Copy, from the data below, each line that has the word "point".

# [DATA SECTION]
------------------------------------

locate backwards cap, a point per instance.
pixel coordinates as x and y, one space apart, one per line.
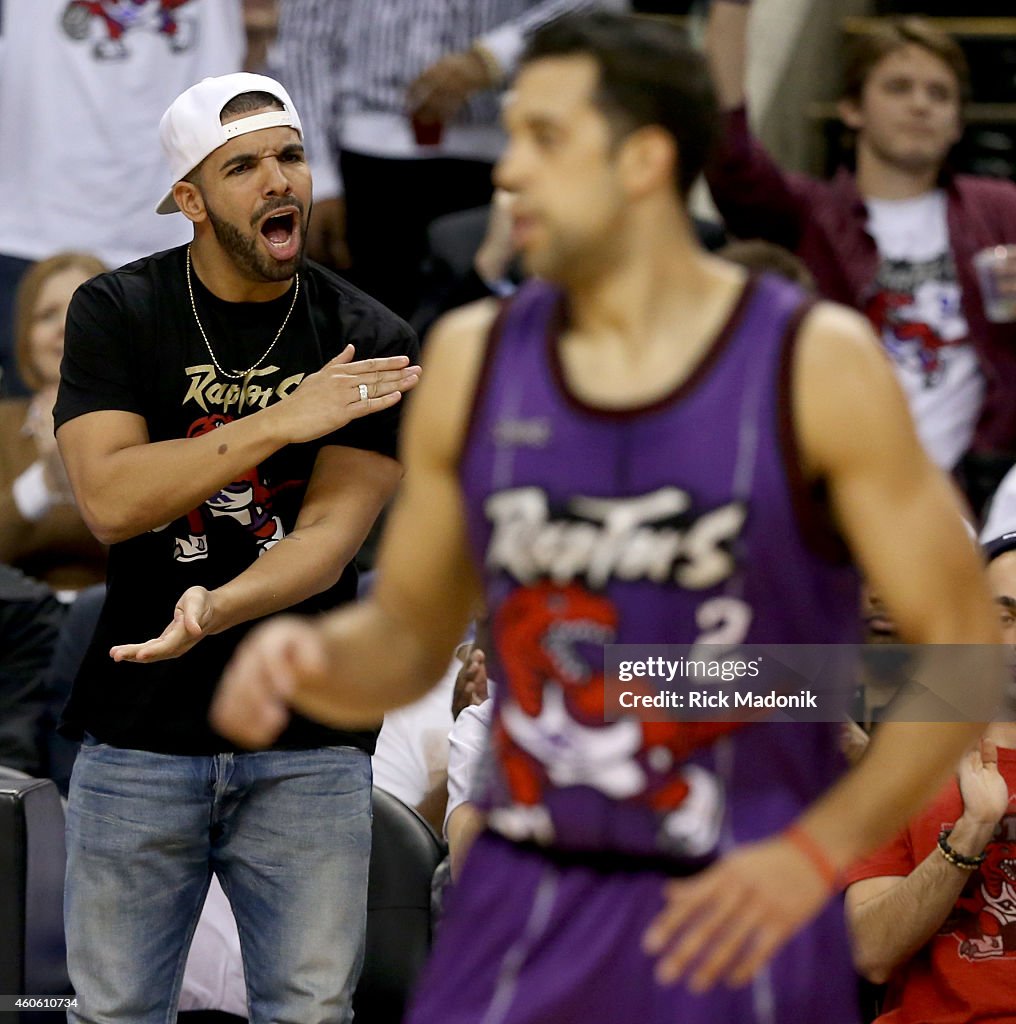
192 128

------------------------------------

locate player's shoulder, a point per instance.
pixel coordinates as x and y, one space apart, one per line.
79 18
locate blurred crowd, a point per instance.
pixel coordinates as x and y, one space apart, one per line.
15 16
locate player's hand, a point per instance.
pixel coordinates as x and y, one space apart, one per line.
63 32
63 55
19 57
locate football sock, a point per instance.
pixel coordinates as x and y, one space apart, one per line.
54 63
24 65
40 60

------------------------------------

# [RESULT OF THIS TASK]
locate backwards cap, a point per instance.
locate player's shoulder, a point per instance.
locate blurred crowd, a point per instance.
locate player's hand, a point per instance.
locate football sock, a point per instance.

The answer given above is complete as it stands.